* **RECORD EXTRACTS**:
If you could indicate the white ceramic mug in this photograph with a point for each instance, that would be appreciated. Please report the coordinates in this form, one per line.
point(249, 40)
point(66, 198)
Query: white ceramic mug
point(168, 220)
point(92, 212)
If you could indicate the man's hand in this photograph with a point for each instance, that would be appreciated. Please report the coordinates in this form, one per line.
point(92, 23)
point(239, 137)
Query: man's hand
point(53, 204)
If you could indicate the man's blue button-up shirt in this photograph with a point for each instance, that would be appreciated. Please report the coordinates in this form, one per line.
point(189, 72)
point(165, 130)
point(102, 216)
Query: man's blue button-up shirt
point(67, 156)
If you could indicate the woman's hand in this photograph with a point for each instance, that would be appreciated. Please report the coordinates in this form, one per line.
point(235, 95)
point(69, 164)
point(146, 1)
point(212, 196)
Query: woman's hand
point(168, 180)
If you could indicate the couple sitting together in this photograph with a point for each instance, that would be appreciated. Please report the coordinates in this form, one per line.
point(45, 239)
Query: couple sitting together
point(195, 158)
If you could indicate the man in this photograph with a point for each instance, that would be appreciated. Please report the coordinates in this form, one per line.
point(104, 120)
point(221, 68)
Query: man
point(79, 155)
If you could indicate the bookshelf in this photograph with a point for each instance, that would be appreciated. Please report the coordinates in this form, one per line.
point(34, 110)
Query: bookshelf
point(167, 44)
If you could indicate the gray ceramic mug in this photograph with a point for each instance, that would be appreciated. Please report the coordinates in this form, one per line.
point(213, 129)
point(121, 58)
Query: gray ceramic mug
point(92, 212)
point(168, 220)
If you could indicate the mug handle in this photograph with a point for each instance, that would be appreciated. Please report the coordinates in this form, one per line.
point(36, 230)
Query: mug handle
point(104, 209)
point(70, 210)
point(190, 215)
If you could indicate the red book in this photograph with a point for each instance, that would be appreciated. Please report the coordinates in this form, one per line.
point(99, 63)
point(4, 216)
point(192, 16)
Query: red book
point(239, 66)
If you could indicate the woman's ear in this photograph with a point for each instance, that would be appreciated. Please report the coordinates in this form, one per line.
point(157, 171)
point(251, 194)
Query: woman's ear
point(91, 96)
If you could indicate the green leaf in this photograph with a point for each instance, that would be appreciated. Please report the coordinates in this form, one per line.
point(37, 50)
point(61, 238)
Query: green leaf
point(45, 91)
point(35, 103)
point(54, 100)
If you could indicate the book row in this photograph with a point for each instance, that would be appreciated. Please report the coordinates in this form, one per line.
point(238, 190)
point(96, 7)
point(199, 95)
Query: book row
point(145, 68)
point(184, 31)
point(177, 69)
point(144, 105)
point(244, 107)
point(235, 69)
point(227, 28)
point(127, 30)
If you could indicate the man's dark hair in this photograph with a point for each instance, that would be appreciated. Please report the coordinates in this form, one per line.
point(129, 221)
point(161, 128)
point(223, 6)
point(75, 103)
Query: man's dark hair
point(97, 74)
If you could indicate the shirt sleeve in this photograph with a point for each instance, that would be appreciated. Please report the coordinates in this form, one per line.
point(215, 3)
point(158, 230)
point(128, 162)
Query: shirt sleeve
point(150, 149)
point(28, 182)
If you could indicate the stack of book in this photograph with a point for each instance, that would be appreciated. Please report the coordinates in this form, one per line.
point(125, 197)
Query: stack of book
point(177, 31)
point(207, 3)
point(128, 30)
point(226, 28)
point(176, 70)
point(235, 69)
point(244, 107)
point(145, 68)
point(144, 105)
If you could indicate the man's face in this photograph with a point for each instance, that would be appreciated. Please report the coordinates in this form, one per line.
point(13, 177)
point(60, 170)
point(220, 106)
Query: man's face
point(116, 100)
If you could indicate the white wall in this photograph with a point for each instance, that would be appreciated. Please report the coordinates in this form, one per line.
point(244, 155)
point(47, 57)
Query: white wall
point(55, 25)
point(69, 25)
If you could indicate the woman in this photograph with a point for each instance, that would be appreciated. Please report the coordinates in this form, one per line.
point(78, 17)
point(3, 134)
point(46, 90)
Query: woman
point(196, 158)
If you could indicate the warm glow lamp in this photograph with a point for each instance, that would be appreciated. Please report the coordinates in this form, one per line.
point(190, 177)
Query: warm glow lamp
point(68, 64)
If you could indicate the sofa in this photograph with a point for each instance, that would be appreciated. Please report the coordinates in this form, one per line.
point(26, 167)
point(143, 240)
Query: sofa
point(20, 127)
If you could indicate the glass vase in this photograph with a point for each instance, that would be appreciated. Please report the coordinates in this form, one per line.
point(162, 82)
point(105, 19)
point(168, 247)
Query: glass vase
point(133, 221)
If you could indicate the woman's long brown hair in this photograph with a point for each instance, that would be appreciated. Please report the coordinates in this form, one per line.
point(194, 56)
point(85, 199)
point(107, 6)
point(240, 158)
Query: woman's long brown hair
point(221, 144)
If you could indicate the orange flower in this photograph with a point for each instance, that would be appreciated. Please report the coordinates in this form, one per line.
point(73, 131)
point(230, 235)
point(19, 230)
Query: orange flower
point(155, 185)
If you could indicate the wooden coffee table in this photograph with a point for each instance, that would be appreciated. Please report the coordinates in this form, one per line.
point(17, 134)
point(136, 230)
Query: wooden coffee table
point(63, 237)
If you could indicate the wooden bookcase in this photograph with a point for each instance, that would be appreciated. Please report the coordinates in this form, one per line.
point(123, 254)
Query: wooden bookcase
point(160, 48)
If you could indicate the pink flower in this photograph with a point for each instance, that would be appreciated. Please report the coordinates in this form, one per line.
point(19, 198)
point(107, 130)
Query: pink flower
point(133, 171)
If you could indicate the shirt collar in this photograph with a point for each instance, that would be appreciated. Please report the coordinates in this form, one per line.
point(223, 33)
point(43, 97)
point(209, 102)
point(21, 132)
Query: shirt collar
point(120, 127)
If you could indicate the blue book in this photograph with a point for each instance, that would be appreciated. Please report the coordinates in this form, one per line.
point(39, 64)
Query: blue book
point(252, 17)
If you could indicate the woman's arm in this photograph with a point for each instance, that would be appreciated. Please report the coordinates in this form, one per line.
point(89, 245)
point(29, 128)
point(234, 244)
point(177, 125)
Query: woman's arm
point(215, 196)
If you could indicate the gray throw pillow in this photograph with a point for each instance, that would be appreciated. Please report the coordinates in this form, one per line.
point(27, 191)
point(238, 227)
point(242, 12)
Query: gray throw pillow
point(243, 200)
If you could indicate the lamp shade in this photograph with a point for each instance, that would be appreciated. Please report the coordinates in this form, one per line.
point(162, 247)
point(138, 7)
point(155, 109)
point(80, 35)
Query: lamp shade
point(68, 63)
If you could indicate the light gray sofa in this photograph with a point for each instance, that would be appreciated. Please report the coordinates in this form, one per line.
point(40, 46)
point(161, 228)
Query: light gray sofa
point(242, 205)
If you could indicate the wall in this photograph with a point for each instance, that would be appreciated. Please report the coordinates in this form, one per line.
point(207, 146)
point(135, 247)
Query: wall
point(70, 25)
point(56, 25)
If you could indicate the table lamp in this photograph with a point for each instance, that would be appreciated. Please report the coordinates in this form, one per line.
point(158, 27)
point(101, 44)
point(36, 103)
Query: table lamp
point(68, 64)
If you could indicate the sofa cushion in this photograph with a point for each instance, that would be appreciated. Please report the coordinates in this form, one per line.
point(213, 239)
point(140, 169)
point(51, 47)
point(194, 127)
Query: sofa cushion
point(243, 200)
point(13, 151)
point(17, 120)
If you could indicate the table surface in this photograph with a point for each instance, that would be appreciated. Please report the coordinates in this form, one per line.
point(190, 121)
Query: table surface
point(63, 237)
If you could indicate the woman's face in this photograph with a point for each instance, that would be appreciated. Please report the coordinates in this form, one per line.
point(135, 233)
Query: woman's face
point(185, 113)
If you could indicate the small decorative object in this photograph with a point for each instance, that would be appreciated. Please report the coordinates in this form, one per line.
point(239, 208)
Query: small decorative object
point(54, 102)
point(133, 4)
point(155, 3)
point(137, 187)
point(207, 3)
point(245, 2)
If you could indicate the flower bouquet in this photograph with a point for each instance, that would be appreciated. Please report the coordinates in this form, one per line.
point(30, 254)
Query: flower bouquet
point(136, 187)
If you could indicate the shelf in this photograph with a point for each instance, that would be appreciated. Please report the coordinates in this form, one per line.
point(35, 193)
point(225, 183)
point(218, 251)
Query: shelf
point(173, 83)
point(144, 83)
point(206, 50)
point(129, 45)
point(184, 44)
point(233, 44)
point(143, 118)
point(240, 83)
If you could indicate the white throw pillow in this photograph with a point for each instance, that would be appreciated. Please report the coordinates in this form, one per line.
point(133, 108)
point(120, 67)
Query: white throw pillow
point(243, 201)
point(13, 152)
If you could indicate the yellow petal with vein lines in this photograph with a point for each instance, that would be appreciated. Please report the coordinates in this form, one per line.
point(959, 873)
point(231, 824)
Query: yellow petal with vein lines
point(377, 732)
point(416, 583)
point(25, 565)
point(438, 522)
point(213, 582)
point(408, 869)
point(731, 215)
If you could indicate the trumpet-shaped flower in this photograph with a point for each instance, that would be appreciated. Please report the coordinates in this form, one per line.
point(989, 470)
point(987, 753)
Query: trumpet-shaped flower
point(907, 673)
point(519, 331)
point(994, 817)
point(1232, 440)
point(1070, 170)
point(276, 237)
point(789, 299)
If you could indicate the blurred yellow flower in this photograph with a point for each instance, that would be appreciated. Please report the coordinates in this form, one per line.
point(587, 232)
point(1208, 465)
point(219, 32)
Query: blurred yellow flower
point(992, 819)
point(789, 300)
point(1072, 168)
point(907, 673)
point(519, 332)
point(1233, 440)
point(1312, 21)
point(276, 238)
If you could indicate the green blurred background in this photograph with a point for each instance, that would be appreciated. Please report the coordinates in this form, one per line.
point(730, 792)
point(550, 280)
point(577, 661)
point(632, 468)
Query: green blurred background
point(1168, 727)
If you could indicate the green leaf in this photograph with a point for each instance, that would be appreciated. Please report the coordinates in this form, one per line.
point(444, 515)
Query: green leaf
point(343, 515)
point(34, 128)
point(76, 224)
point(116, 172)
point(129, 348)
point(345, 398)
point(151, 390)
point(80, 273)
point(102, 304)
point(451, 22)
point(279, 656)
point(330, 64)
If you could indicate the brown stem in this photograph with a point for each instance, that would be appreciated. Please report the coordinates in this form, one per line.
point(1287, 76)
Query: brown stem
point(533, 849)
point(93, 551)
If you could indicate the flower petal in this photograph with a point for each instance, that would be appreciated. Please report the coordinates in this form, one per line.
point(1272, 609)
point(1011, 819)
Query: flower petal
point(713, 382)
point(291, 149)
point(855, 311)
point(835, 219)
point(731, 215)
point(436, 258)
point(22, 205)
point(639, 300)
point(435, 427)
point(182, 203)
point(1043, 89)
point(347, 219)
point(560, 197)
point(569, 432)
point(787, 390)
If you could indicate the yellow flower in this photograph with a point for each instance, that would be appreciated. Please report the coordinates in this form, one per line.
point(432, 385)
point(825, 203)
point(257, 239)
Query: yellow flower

* **INSTRUCTIONS FOR THE TASK**: Reproduce the material above verbatim, from its first line through the line that contains "point(67, 156)".

* **EXPECTED OUTPUT**:
If you could indicate the white ceramic mug in this photograph with a point for each instance, that would be appreciated. Please report the coordinates in this form, one per line.
point(249, 40)
point(66, 198)
Query: white ceramic mug
point(168, 220)
point(92, 212)
If you could indicate the man's hand in this photograph with a point for each instance, that would be appreciated. Please report the coordinates in this form, one per line.
point(92, 23)
point(239, 137)
Query: man's hand
point(53, 204)
If you could indicate the man's blue button-up shirt in this photograph with a point for each instance, that would be appreciated. Please report the coordinates in this form, one per line.
point(189, 72)
point(165, 130)
point(102, 216)
Query: man's blue button-up shirt
point(67, 156)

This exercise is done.